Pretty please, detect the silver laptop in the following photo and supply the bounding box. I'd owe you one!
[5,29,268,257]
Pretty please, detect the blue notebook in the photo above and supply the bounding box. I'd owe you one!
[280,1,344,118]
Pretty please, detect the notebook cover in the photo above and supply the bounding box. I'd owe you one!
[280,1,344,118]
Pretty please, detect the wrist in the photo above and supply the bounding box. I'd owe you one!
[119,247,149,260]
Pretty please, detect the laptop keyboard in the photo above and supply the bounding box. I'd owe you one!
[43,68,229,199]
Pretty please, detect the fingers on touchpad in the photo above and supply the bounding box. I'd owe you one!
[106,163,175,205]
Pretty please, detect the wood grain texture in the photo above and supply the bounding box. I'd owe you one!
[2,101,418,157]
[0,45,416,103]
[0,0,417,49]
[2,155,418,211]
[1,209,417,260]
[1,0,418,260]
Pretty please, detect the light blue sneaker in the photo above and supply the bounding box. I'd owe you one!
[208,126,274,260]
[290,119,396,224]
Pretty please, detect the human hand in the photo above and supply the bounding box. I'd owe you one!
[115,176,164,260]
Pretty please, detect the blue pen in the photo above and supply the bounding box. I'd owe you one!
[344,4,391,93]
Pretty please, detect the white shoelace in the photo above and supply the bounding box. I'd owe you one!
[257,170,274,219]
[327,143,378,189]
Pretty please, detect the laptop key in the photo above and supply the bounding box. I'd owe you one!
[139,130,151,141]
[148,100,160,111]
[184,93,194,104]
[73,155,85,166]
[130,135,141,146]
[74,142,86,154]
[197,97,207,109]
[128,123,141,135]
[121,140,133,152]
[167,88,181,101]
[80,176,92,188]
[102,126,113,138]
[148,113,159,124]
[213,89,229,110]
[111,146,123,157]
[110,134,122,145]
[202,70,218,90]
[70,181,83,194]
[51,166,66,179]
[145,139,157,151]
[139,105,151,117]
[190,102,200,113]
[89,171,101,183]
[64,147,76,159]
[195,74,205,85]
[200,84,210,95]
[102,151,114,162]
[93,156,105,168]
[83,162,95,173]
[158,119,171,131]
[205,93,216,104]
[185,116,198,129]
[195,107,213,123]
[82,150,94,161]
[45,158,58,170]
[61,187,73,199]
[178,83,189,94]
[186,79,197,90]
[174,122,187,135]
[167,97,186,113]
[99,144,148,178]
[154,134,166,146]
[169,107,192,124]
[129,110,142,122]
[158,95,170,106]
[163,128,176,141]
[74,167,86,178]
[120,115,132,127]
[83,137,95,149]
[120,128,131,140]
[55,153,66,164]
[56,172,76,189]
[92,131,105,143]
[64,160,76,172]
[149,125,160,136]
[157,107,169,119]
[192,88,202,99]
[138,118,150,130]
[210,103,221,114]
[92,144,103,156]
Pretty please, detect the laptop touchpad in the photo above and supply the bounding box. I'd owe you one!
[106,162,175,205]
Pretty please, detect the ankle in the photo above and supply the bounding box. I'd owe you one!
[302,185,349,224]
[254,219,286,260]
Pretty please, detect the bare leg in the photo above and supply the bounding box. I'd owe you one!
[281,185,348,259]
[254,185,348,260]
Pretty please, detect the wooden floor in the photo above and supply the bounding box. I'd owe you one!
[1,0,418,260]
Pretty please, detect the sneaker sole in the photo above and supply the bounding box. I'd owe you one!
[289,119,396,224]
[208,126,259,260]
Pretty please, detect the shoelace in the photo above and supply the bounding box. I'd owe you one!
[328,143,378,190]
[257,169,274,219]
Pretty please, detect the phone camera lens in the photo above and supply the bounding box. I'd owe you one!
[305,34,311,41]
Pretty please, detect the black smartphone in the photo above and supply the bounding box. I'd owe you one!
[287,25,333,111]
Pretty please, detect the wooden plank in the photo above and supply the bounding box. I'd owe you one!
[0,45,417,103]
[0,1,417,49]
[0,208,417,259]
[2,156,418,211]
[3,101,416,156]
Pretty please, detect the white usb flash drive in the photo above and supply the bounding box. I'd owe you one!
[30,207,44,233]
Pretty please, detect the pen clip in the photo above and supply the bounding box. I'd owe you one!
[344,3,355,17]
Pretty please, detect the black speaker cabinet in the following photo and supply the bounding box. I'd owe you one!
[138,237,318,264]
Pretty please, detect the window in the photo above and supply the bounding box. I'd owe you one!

→ Task instructions: Output the listing exactly.

→ Answer box:
Pretty please, detect the silver laptop in the following photo and supply the bounding box. I'd owe you one!
[5,29,268,257]
Pretty please, detect the blue notebook in the photo above and supply the bounding box. I'd owe you one!
[280,1,344,118]
Pretty please, detect the notebook cover in the photo above and supply the bounding box. I'd owe you one!
[280,1,344,118]
Pretty please, detect the wrist in the photo above and supply the bounding box. I'd owe you one!
[119,247,149,260]
Pretty please, detect the laptop keyboard in the photo above and supply the bounding box. I'd owe you one!
[43,68,229,199]
Pretty please, detect the fingers on touchpad in the photo above and supply the bounding box. I'd owe you one!
[106,163,175,205]
Pretty please, detect the wood grain texture in the photo above and supply the bounding box. I'd owe you one!
[2,101,418,157]
[0,45,416,103]
[0,0,417,49]
[2,155,418,211]
[1,209,417,260]
[1,0,418,260]
Pretty please, detect the light blue sneaker in the photo above and supply the bounding box. I'd owe you one!
[208,126,274,260]
[290,119,396,224]
Pretty please, detect the human hand in the photo above and supply the bounding box. I'd owe you one!
[115,176,164,260]
Pretty please, detect the blue pen in the photo above and supply the bounding box. I'd owe you one!
[344,4,391,93]
Pretty please, detect the white shoelace in the photo above and supply the bounding box. I'd owe you one!
[257,170,274,219]
[327,143,378,189]
Pretty please, detect the laptop key in the photo above and supply the bounding box. I'd owe you one!
[139,130,151,141]
[148,100,160,111]
[184,93,194,104]
[73,155,85,166]
[130,135,141,146]
[74,142,86,154]
[197,97,207,109]
[128,123,141,135]
[121,140,133,152]
[167,88,181,101]
[80,176,92,188]
[102,126,113,138]
[148,113,159,124]
[213,89,229,110]
[111,146,123,157]
[110,134,122,145]
[202,70,218,90]
[70,181,83,194]
[51,166,66,179]
[145,139,157,151]
[139,105,151,117]
[190,102,200,113]
[89,171,101,183]
[64,147,76,159]
[195,74,205,85]
[200,84,210,95]
[102,151,114,162]
[93,156,105,168]
[83,162,95,173]
[158,119,171,131]
[205,93,216,104]
[185,116,198,129]
[195,107,213,123]
[82,150,94,161]
[45,158,58,170]
[61,187,73,199]
[178,83,189,94]
[186,79,197,90]
[174,122,187,135]
[167,97,186,113]
[99,144,148,178]
[154,134,166,146]
[169,107,192,124]
[129,110,142,122]
[158,95,170,106]
[163,128,176,141]
[74,167,86,178]
[120,115,132,127]
[83,137,95,149]
[120,128,131,140]
[55,153,66,164]
[56,172,76,189]
[92,131,105,143]
[64,160,76,172]
[149,125,160,136]
[157,107,169,119]
[192,88,202,99]
[138,118,150,130]
[210,103,221,114]
[92,144,103,156]
Pretty please, detect the laptop touchpad in the photo above and supply the bounding box. I'd owe you one!
[106,162,175,205]
Pretty please, detect the ankle in the photo above and supply the bounding box. I'd owe you one!
[302,185,349,224]
[254,219,286,260]
Pretty please, detect the bare leg in the photo above and supply the bounding box. I'd owe you one!
[281,185,348,259]
[254,185,348,260]
Pretty please, detect the wooden floor in the photo above and supply the bounding box. I'd owe you one!
[1,0,418,260]
Pretty please, detect the sneaker sole in the photo above and supply the bounding box. I'd owe you one!
[289,119,396,224]
[208,126,259,260]
Pretty please, detect the shoelace in the photo above and supply the bounding box. I'd owe you one!
[328,143,378,190]
[257,169,274,219]
Pretty please, detect the phone camera lens in the photo above and supply the bounding box. I'd owe you one!
[305,34,311,41]
Pretty please, detect the black smartphone in the photo above and supply the bounding box. I'd owe you one!
[287,25,333,111]
Pretty please, detect the wooden plank in the photo above and supply the bounding box. I'd owe you one!
[0,45,417,103]
[0,1,417,49]
[0,208,417,259]
[2,156,418,211]
[3,101,416,156]
Pretty please, detect the white usb flash drive in the photo above and supply the bounding box. I'd owe you one!
[30,207,44,233]
Pretty please, detect the pen clip in the photo above and supply the bounding box. I'd owe you one!
[344,3,355,17]
Pretty please, detect the black speaker cabinet in the following photo and supply the bounding box. I'd owe you one!
[138,237,318,264]
Pretty please, detect the window in the photo above and supply the bounding box. I'd owe you one!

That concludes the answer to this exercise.